> **DO THIS**: Copy out every one of the records below word for word, leaving out the pictures.

> **TASK DATA**:
— start —
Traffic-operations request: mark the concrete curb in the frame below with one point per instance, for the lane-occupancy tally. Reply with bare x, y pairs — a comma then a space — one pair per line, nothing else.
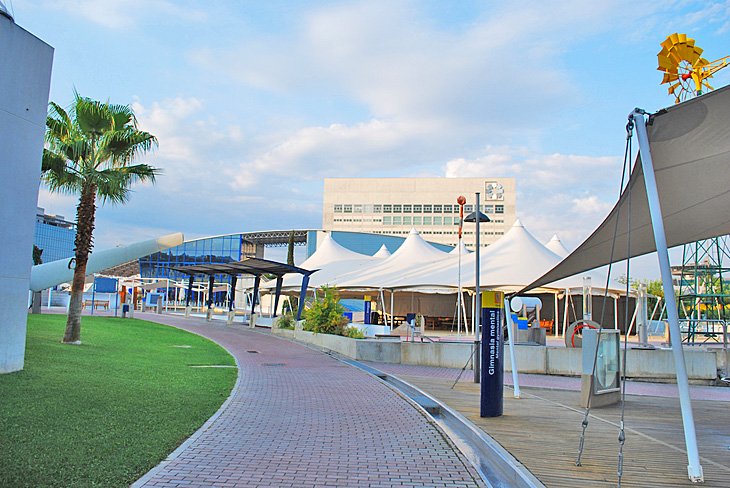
496, 466
182, 447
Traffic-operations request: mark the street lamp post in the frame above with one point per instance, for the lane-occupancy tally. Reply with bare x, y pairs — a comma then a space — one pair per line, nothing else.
476, 217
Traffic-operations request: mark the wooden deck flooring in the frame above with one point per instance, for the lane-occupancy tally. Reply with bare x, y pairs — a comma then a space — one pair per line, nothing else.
542, 430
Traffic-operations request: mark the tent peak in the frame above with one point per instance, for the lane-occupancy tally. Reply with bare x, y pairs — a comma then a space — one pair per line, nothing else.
383, 252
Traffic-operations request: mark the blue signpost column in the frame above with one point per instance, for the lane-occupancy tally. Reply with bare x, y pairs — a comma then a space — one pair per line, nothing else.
492, 384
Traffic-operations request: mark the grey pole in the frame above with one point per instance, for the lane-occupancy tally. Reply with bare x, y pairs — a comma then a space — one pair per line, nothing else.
694, 468
478, 308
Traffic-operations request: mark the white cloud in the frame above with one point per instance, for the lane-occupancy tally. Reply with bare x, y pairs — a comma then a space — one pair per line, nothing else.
123, 14
402, 67
556, 193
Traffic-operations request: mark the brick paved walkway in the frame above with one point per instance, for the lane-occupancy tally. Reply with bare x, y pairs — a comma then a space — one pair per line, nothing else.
299, 418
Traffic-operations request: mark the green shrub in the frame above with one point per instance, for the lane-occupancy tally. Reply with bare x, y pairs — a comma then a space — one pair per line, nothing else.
354, 333
325, 315
286, 321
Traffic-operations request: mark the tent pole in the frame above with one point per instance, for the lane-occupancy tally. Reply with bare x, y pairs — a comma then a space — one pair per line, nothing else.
556, 316
694, 468
511, 337
392, 307
565, 312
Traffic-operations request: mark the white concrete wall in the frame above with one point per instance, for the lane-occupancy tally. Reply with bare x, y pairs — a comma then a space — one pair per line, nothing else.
25, 75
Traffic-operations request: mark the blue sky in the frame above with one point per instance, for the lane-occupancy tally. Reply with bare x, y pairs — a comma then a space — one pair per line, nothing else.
255, 102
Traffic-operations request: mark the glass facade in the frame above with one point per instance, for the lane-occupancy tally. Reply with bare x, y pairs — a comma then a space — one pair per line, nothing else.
220, 249
56, 241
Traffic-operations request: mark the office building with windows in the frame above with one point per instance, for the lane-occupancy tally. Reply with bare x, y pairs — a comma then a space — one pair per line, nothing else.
54, 235
393, 206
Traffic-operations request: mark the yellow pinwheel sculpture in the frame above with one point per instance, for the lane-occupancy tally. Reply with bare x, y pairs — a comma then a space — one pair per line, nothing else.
684, 68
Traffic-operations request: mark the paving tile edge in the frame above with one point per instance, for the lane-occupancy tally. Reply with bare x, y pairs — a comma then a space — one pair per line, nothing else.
519, 469
186, 443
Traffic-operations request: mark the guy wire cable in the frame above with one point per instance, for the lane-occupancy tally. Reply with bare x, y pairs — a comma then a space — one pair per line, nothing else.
627, 157
622, 433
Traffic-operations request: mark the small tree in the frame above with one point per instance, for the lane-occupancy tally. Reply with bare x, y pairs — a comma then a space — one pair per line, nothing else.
90, 152
325, 315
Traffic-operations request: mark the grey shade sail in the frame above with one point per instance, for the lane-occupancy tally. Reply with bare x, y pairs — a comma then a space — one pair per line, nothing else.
690, 148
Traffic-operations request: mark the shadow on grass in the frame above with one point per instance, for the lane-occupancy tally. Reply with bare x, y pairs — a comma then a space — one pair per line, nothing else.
105, 412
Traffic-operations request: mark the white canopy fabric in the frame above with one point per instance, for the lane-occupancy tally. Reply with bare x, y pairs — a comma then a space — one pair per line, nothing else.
332, 261
556, 246
413, 254
513, 261
690, 148
382, 252
330, 251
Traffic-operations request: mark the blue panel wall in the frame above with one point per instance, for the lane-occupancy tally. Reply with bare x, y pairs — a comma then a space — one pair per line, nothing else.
56, 242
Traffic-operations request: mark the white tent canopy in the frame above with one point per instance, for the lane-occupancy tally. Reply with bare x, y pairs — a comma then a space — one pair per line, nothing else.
556, 246
413, 254
382, 252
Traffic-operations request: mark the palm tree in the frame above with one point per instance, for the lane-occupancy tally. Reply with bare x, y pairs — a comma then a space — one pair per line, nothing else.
90, 152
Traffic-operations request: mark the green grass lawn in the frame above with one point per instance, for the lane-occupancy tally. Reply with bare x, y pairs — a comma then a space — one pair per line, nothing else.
105, 412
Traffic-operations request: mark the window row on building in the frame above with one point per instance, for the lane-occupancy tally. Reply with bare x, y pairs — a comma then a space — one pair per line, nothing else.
412, 208
438, 232
410, 220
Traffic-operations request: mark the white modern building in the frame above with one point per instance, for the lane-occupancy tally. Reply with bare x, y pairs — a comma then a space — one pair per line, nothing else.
25, 77
393, 206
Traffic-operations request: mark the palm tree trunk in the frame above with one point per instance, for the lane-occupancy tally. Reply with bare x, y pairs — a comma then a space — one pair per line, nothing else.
85, 214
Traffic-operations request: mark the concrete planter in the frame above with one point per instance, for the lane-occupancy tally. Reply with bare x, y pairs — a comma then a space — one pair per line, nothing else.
702, 366
447, 355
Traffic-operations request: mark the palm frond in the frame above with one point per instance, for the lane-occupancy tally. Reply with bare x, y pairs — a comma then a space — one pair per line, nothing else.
121, 147
57, 174
123, 116
114, 183
93, 117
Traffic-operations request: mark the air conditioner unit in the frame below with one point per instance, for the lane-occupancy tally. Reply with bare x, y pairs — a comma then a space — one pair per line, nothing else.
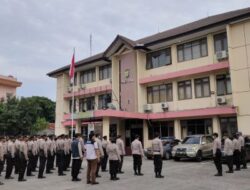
— end —
> **COMPLETE RESPONSE**:
Traffic-operations request: mark the concrete curb in the frame below with one point per instance, for the lane-occupancy tally. Reply with bare x, y pairs — a comma then a space — one pair per line, nothing else.
496, 466
182, 447
Traffic-operations request: mark the street lamp post in the frame above with one point per instance, for the lane-occupancy tally. Reply with bare x, y pairs — a comma then a space — one pair per line, nothing else.
476, 217
Traffic-operations request: mark the wooden deck flooring in the frame above with one point per instance, for the lane-occupancy tally. Reply with bare x, y pairs — a comma then a space — one pair per line, nothing else.
542, 430
Traffic-operations request: mark the tent peak in the frame above with one point per instance, for the lane-occupancy tally. Reply with bare x, y pairs — a comma then a space — one pair per line, nothing else.
383, 252
Traffic-operations request: mark the blue signpost column in the frame above with one point per instance, for the lane-occupancy tally. Reply with bare x, y pairs — a comma then a space — one pair per line, nothing else.
492, 384
Traffic-operations request: mark the grey pole in the frame above with one point per instance, for the lane-occupancy tally. Reply with bare x, y pairs — a comma then a space — one pair per line, nothing else.
694, 468
478, 308
Traffic-operations request: mark the white cloud in the frame above with one point per instance, for the lane-occupancy tally. Reply with bare x, y pairs — a comma then a space — one pair per line, nothing else.
123, 14
402, 67
556, 193
Traffic-operations request: mark the brick paved walkway in the frame above with one point per instance, for the lane-occupancy tally. Reply with bare x, y pairs — a comma then a space — one pair per line, nothing else.
299, 418
Traffic-operations request: mark the green shrub in the frame above with one point per instance, for the lane-occupancy tally. Reply with bare x, y pairs — a comma then a space — one pair per line, nothing else.
354, 333
325, 315
286, 321
Traffic-operations request: mark the tent pole in the frame above with one point per instance, for the lane-occupancy tally. Reply with bare x, y pairs — a comma then a space — one pair per line, nothing else.
556, 316
694, 468
511, 337
392, 307
565, 312
Traffic-operations request: mark the white concrete wall in the frame above with one point per instance, for the lane-occupancy tally. Reply with bare x, y pairs — a comma then a space — one pair per line, nothing else.
25, 75
Traffic-operations request: mark the blue sky in the frame above with one point per instance, for the lane-occupancy tally. Reply with bare x, y pairs — a comma then a space — one pair per line, nothing else.
255, 102
Traffic-operations request: mark the glass facade in the frame above with one point per instance, for the lane-occupancy tally. Reply with bare x, y pairs — a comma then a space — one pair per line, nothing else.
220, 249
56, 241
Traffic-operations request: mark the office building with windows in the frame above with one point per instance, for the lane-occupancy tally. Reply with bare x, y pairs — a comma then a space — one pair per line, nothing else.
54, 235
393, 206
Traffic-operations request: mark the yellow pinwheel sculpture in the frame above with one point per instance, for the lane-occupancy tally. Reply with bare x, y pairs — a comma then a space — one pair per line, nothing else.
684, 68
Traffic-operations request: mark the paving tile edge in the frame above with one point per instance, for the lane-occupancy tally. Reply with bare x, y pairs — a comma then a space — one pair per line, nothing else.
519, 469
186, 443
Traffic-operations request: mark the guy wire cable in the frame above with one point per instance, for the lane-occupancy tally. Reply with bare x, y pairs — a comma then a space — one pair per line, nothing else.
627, 157
622, 433
Traffic-operations request: mark the small tree in the frame above with one point per instance, for the lane-occupancy tally. Reply with bare x, y pairs — a comma then a space — one pair per line, nothing else.
90, 152
325, 315
Traffic-operations request: mark the grey shade sail in the frame above with one point per instance, for the lane-occupancy tally. Reply with bare x, y pairs — a comma then a space — one pair per line, nothing else.
690, 148
Traffic-operations request: mark the shadow on grass in the frame above with one point per instance, for the lane-occupancy tally. Reply with bare x, y pairs — a comma then a space — one pair per line, nothing else.
105, 412
Traffic-operations request: mark the white canopy fabric in the frame above with one point per instance, for the lane-occupancy tally. Reply with bare x, y pairs — a comma then a space — one pair per line, nothing else.
332, 261
556, 246
413, 254
513, 261
690, 148
382, 252
330, 251
Traffic-operations request: mark the blue panel wall in the frame above with one point per instance, for the lane-occupancy tally. Reply with bare x, y pairs — a comma then a space — one pair per line, nothing else.
56, 242
Traffic-operations request: mark the white tent canopy in the frame above with one point per instance, for the lane-occupancy tally. Reply with bare x, y pairs — a comma then a space — one pair per line, nothing else.
556, 246
413, 254
382, 252
Traffic-operations request: mark the palm tree in the frame above with one point per instance, for the lane-occupancy tally. Reply with bare x, y pairs — a comma then a space — one pair per line, nothing else.
90, 152
Traffic-operations request: mark the green grass lawn in the frame above with one point per instance, for the lane-occupancy tally. Reply with bare x, y pairs — a comma then a space — one pair per line, nothing else.
105, 412
Traffic-operations request: mark the window row on building in the frame above with one point per instance, for the lane-occupancy tally. Reply with bare x, y pairs — a comma then a space — one pair per line, nothing else.
412, 208
438, 232
410, 220
Traffic-operations request: mark the white modern building in the frame above with one point per instance, for the lane-occupancy tally. Reply with bare x, y pairs — a comma then a space — one pair per line, nothing else.
25, 77
393, 206
Traffic-operations request: mark the palm tree trunk in the frame above with one point per instance, for the lane-occupancy tally. Reply with bare x, y pairs — a comma then a space — one pair per line, nothing else.
85, 214
Traffic-operations request: mark the concrete planter in the frame above with one point per instance, for the lane-occupancy tally. Reply with bare x, y pairs — a comma then a space — one pair per line, nothing else.
702, 366
447, 355
Traffic-operations request: mark the palm frond in the frame above with one point per instance, for the lane-occupancy tally. Reply with bare x, y pairs — a comma then a space — one pair per line, nothing else.
121, 147
57, 174
123, 116
114, 183
93, 117
Traffic-operations request: mark the air conditioner unit in the frame below with one point per instance, for the lane-occupancy tally. Reply with bare x, y pairs — a comma then a space — one pair per line, nothing else.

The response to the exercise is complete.